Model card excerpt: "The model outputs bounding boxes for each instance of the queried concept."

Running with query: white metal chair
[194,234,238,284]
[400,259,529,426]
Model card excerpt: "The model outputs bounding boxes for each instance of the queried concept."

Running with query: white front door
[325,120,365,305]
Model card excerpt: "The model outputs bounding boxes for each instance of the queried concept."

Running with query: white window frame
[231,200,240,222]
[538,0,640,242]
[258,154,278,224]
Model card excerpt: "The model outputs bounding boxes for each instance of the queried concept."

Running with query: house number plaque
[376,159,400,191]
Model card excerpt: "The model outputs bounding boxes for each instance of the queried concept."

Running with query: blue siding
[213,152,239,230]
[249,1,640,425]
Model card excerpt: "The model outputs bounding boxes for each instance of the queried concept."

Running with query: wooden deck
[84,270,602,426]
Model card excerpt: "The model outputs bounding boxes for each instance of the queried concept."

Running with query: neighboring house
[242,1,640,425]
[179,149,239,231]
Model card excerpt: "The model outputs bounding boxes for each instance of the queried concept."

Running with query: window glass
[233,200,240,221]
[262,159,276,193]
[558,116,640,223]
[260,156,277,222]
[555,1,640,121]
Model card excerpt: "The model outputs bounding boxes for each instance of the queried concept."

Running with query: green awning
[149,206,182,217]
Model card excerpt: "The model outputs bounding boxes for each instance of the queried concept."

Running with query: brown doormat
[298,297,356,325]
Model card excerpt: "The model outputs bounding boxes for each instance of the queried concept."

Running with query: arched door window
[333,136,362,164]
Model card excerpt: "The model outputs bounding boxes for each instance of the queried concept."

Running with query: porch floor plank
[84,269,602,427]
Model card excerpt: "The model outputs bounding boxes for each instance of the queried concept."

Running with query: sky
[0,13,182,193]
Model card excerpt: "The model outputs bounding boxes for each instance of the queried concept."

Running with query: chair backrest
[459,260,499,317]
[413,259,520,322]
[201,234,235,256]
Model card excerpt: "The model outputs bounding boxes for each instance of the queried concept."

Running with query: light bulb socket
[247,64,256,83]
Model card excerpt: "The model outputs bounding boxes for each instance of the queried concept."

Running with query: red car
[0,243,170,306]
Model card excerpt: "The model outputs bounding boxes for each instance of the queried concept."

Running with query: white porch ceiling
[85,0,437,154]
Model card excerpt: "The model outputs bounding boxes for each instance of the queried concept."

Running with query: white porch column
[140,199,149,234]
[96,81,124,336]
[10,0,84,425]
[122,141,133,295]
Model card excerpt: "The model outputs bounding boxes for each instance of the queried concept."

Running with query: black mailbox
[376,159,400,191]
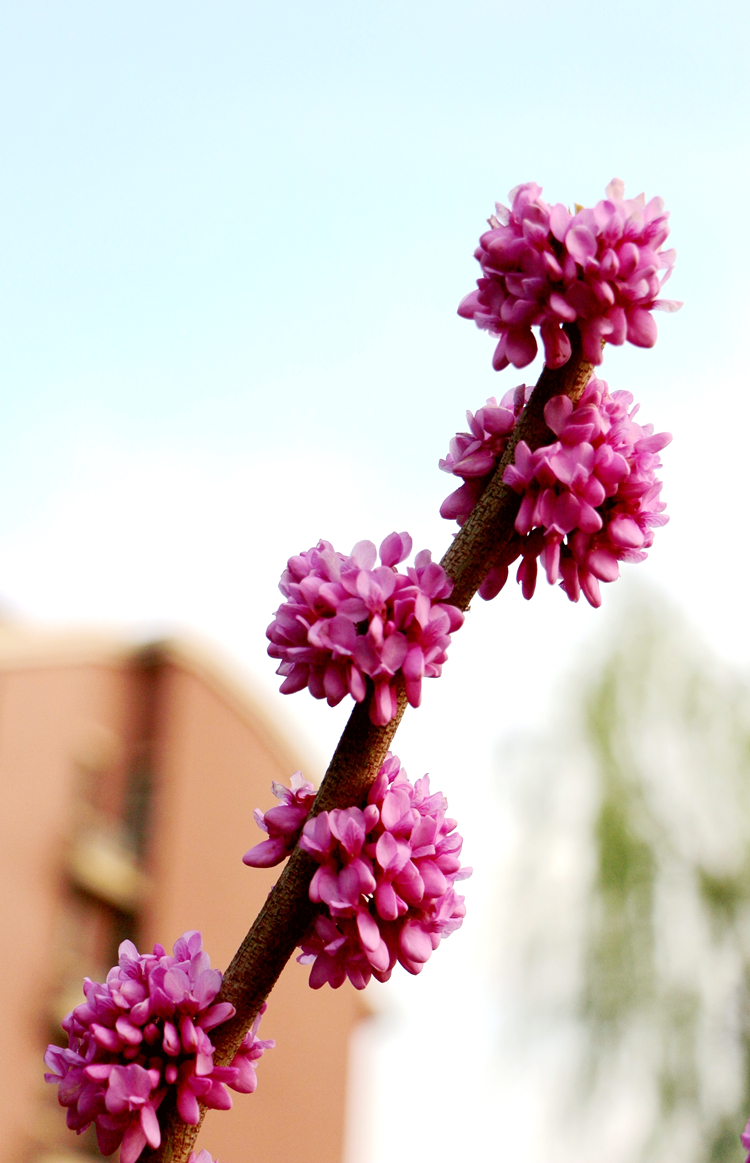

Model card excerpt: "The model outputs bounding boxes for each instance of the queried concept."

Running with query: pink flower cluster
[440,384,531,525]
[266,533,464,726]
[242,771,315,869]
[44,932,273,1163]
[272,754,471,990]
[441,379,671,606]
[458,179,681,371]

Goal: Write out every line of the listing above verbatim, leaving out the pictures.

Reply to the exercise:
Model card excerpt: "The model outputs bounding boxes for each instance of the queried concept."

Running with query: white metal chair
[194,234,238,284]
[400,259,529,426]
Model card excerpt: "The model outputs bounding boxes for each instance of the queried concept."

Running with query: white front door
[325,120,365,305]
Model card excerpt: "The model outputs bounding boxes for each instance of the queried concept."

Running with query: white window frame
[231,200,240,222]
[538,0,640,242]
[258,154,278,224]
Model card excerpt: "The model outputs bounding boxes for each instance of the queried concept."

Running with query: house number plaque
[376,159,400,191]
Model card excerpt: "The model outputs bounding boxes for each instance of the queried concept."

Running with query: blue siding
[213,152,239,230]
[249,1,640,425]
Model card excerpt: "The model outputs bounding boxes for each instance of the queried concept."

Running with query: wooden deck
[84,270,602,426]
Model card excerpt: "The model outputs bounding boxes for each instance of the queried concept."

Running with query: neighboring house
[242,1,640,425]
[179,149,239,231]
Model card excerpt: "The model outputs bounding boxes for each instance of the queried concept."

Running with query: window glass
[233,200,240,221]
[262,159,276,193]
[558,116,640,223]
[260,156,277,222]
[555,1,640,121]
Model card excerpt: "The model outputs bounding boxes for each instance of the queried concept."

Running with query: green awning
[149,206,182,217]
Model card excerpt: "The model outputs bounding boxes for each instance of the queried concept."

Running with query: brown doormat
[298,297,356,325]
Model card excerpt: "The model outputs bounding boxes for each instance of the queried concept."

Running with query: arched door window
[333,136,362,164]
Model card excerpt: "The model outputs bounding boxes for each instance of the queried concept."

Running with query: porch floor plank
[84,269,602,427]
Model card excerpt: "The model outputs bounding boxes for each instance of the queried concept."

Running with query: sky
[0,13,182,193]
Model card excerpt: "The model outputs bounding boxes for each instance of the queried concept."

Running with query: chair backrest
[459,260,499,317]
[413,259,520,322]
[201,234,235,256]
Model card excerpt: "The model outputs bounding boxes for each instance of the queried concept."

Running with query: light bulb socket
[247,64,256,83]
Model card excerpt: "The model outputs bounding boxes for each instance of the queried concept."

Running with query: red car
[0,243,170,306]
Model card excerpt: "The model outputs bounding boxes for each instance of the queried concept."

Running with query: white porch ceiling
[85,0,437,154]
Model card excerpt: "The model outputs bounding boxes for each instance of the queried concept."

Running with query: white porch column
[140,199,149,234]
[96,81,124,336]
[10,0,84,425]
[122,141,133,295]
Model card excerpt: "The model outputs bounding boxes for each instance of the queried concept."

Running with query: black mailbox
[376,159,400,191]

Model card excerpt: "The model outputs bounding boxes for each instance of the queried concept."

Running with query: pink flower cluster
[440,384,531,525]
[266,533,464,726]
[242,771,315,869]
[44,932,273,1163]
[272,754,471,990]
[441,379,671,606]
[458,179,681,371]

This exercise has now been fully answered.